Cosy Builder Closedown Report

Written in September 2023, and published in August 2024.

Cosy Builder had a major control refactor after this was written, so the details below may not represent the demo. Play It Here!

Design

The initial idea for this game was a ‘Interior designer with Photo Mode’. Set up your room the way you’d like it, then take some photos.

Here are some high level design pillars, and examples of their impact on the game.

Pillar: Low Complexity

• Give the user a static playground and a limited number of toys, but add some dynamic elements to the toys. Avoid the simulation type game; e.g. The Sims, Paralives. The scope should be small, and controls and interface should be limited.
• Progressive disclosure. Constrain the inventory items to the view of the scene. The player can ‘focus’ on a placed object (e.g. shelf, table) which opens up different inventory options. Players can zoom in multiple times for more granular decoration. Unlock new placed objects (and therefore more inventory items) as the game progresses.
• Remove all concepts of currency and values from the game. No numbers or resource tracking. This reduces friction and decision making. Performance will limit the number of items spawned, but elements in the inventory can be greyed out when at max to handle this.

Pillar: Rewarding Exploration

• Photo mode means a first person view, so give the player other interaction options with the room that are confined to the first person view.
• Teach through curiosity. Expand the game depth by rewarding players for finding things.

● **RECORDS PROVIDED**:
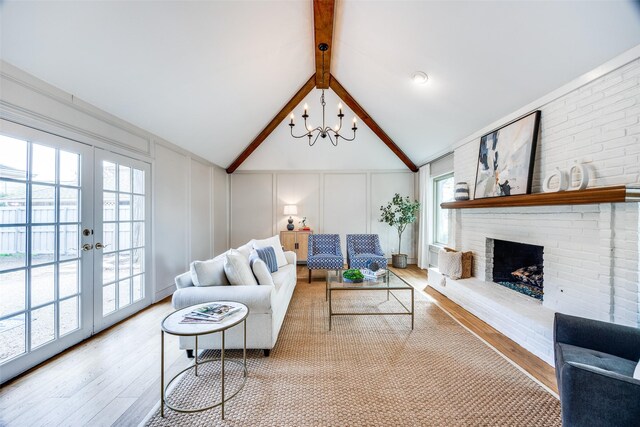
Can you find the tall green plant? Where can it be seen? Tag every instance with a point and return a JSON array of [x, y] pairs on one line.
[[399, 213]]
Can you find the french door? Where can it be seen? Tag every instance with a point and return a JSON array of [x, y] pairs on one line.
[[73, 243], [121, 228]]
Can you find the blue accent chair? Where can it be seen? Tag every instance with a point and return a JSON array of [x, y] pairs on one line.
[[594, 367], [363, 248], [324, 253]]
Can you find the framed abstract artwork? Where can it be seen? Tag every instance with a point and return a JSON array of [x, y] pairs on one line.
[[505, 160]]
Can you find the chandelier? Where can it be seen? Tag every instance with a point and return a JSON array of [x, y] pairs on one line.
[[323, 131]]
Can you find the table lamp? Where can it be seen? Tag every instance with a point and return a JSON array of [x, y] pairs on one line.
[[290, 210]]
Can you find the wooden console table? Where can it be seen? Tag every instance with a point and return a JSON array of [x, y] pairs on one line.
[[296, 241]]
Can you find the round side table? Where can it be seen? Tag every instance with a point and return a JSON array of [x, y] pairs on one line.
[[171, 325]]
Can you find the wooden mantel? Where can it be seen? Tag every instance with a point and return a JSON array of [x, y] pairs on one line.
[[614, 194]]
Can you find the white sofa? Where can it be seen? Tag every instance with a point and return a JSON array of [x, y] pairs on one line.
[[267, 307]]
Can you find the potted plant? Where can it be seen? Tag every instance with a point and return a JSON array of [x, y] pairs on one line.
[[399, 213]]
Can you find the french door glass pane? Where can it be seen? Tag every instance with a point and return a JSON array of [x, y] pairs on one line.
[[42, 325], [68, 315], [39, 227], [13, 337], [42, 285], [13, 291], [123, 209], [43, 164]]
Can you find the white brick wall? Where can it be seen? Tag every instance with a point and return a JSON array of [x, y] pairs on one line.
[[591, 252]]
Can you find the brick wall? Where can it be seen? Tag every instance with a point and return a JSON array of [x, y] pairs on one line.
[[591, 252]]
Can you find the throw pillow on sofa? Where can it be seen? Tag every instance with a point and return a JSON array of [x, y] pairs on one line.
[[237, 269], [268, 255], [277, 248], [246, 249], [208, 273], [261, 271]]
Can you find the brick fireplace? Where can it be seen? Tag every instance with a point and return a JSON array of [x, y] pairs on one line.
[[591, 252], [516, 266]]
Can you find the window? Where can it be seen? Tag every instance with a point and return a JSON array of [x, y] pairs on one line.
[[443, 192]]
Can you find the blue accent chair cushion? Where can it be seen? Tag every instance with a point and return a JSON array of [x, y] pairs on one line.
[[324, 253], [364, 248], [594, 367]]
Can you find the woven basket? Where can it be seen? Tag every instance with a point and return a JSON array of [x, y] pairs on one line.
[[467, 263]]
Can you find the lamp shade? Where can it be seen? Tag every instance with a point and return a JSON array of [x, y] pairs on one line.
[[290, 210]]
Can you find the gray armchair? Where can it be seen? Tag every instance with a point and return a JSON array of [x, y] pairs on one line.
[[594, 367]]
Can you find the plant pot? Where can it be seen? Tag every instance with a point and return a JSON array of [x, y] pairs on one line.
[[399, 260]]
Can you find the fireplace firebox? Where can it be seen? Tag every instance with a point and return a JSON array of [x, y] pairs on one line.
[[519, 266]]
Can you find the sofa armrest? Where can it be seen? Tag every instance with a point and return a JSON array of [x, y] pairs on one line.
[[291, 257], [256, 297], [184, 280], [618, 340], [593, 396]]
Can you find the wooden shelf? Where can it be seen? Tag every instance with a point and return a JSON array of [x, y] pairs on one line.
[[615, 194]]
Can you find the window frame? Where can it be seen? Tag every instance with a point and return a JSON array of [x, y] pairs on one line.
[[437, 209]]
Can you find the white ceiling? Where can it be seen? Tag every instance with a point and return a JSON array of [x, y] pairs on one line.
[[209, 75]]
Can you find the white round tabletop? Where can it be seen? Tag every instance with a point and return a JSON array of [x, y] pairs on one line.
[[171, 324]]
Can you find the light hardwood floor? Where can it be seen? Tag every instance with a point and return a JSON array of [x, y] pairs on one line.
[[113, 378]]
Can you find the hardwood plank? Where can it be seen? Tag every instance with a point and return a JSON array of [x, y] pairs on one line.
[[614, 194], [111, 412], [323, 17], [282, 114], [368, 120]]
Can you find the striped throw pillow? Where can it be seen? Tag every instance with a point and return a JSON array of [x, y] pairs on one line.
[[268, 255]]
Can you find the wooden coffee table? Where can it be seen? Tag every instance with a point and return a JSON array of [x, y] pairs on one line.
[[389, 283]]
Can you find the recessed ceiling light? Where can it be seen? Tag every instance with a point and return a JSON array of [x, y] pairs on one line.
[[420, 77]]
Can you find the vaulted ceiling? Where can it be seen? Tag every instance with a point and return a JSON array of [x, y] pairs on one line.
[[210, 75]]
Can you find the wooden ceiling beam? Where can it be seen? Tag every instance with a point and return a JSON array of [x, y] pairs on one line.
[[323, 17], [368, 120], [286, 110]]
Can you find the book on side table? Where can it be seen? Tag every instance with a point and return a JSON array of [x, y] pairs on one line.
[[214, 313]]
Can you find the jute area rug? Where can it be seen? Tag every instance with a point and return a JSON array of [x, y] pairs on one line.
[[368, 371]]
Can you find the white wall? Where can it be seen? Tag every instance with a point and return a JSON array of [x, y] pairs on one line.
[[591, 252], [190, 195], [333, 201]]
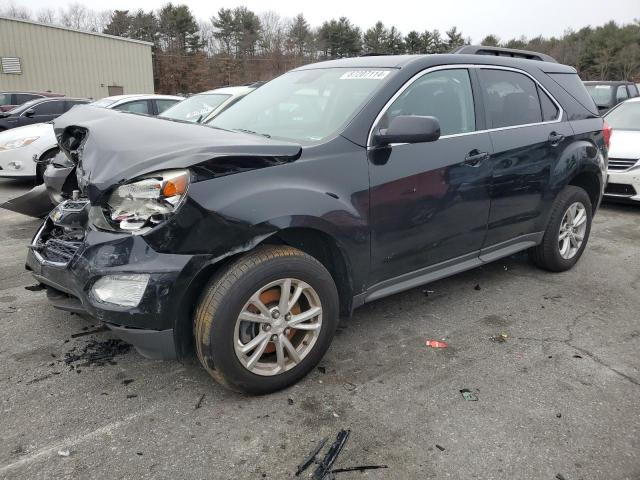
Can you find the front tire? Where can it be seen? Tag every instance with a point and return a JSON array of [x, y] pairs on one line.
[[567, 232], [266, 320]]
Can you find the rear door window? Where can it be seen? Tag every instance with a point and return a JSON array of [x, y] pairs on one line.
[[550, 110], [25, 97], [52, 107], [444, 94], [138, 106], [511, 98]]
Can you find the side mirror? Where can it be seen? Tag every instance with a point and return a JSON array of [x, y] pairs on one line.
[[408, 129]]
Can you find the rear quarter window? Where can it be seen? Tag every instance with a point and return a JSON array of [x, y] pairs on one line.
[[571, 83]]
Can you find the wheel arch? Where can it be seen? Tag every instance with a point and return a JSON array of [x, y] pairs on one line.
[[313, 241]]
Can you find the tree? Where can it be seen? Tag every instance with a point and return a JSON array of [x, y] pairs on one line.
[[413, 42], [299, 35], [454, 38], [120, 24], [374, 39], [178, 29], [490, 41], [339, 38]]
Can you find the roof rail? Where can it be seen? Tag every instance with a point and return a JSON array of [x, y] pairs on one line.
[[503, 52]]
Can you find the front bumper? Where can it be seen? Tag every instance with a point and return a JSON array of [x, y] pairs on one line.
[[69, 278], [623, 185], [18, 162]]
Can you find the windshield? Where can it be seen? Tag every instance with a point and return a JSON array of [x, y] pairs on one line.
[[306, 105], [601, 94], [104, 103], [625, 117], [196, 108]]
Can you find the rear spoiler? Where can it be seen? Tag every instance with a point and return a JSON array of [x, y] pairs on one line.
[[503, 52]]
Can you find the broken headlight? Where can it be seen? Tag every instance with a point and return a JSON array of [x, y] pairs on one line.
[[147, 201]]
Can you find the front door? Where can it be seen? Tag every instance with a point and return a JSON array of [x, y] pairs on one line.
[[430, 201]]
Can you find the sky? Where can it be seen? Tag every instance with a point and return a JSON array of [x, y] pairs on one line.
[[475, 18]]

● **TASK LIST**:
(1) Translate this sentence from the Cosy Builder report into Spanish: "Remove all concepts of currency and values from the game."
(2) In the records, write out the lines that begin with the line containing "Can you find the chandelier?" and go on through the line containing "[[296, 241]]", including both of those lines.

● **TASK SOLUTIONS**:
(1) Elimina todos los conceptos de moneda y valores del juego.

(2)
Can you find the chandelier? Where can it be seen? Tag every instance with a point and return a JSON array of [x, y] pairs on one line.
[[323, 131]]
Can you find the table lamp? Where can it be seen? Tag every instance with a point and return a JSON array of [x, y] pairs on one line.
[[290, 210]]
Can you find the wooden console table? Where can it be seen? Tag every instance with a point and return a JSON array of [x, y] pairs on one line.
[[296, 241]]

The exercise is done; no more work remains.